◆ Passage:

And then connect to /dev/rfcomm0 with Screen. Screen is a full-screen window manager that multiplexes a physical terminal between several processes, typically interactive shells:

# screen /dev/rfcomm0

Within Screen, you’ll be able to enter a number of commands. First off, you should know about some of the AT commands. These commands are system commands that mimic some of the AT “ATtention” commands of the old Hayes Modem command set. Remember “ATDT” (ATtention Dial Tone)?

First off, you’ll want to set up some formatting options, because the default is to jumble responses on top of queries, making them hard to read:


Restarts the device. You’ll need to do this from time to time.

◆ Provided records:

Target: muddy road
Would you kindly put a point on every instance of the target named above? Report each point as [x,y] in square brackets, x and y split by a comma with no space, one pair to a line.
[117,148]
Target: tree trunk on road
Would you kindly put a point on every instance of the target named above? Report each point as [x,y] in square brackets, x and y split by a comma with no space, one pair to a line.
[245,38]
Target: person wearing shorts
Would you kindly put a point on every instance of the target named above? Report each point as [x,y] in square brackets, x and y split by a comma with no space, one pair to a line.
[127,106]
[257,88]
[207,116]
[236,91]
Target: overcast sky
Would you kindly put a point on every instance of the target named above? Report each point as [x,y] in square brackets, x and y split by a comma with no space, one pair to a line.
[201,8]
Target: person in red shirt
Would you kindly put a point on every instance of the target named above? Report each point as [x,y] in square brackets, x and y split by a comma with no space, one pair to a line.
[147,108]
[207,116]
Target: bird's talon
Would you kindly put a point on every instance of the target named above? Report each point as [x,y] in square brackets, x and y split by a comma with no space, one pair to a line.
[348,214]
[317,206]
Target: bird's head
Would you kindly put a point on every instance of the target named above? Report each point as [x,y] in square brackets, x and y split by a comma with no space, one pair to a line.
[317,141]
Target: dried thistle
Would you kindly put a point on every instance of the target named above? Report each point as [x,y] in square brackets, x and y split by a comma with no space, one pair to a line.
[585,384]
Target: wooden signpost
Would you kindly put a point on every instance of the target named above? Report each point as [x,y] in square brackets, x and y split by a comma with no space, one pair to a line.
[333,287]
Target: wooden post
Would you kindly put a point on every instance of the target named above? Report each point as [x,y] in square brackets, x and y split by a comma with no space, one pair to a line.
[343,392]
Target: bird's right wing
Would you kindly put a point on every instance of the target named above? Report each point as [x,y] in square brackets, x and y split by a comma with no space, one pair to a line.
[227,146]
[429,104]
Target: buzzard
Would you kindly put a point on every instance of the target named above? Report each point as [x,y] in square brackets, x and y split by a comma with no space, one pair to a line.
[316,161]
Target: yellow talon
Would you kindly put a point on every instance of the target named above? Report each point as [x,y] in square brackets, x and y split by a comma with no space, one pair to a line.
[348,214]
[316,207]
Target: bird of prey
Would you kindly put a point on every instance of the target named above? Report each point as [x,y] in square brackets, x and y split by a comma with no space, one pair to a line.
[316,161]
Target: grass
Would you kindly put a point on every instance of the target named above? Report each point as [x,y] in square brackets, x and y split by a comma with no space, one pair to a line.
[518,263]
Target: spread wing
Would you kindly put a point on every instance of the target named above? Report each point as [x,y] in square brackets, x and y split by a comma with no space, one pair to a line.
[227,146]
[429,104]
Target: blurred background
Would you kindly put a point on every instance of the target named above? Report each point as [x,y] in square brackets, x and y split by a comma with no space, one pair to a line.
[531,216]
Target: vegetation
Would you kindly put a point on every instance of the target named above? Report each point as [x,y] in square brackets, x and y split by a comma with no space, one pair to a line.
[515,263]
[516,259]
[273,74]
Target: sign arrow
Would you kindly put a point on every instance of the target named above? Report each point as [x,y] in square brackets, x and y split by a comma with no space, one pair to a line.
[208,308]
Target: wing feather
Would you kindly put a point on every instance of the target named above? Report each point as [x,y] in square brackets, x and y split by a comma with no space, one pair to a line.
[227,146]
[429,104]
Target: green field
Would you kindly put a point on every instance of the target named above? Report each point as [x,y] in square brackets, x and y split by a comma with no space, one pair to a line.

◆ Exercise instructions: Please carry the passage on using Screen and AT commands over /dev/rfcomm0 further, picking up right after its last sentence.

◆ Your response:
> ATL1

Turns linefeeds on

> ATH1

Turns headers on

> ATS1

Turns spaces on


Set the protocol to Auto

These commands should all return a simple “OK” response from the ELM327 chip. If you want information about that chip, you can enter:

>ATI ELM327 v1.5

But that’s all pretty boring. Let’s start querying some information from the car! First off, let’s see if we have any stored MIL trouble codes with a mode 03 query:

>03 SEARCHING... 87 F1 12 43 04 44 00 00 00 00 15

I do have a stored error code of 0444 (I’ve left my gas cap loose to cause it for this demonstration). The response here is shown as a sequence of hex pairs. Directly in front of the 0444, you’ll see a “43”. This is saying that it is a response to a 03 query (the 4 indicates a response, the 3 is the query it’s responding to). The rest can be ignored.

What about pulling the VIN? That’s a mode 09 query with a PID value of 02, so we enter:

>0902 87 F1 12 49 02 01 00 00 00 57 2D 87 F1 12 49 02 02 42 41 45 56 F5 ...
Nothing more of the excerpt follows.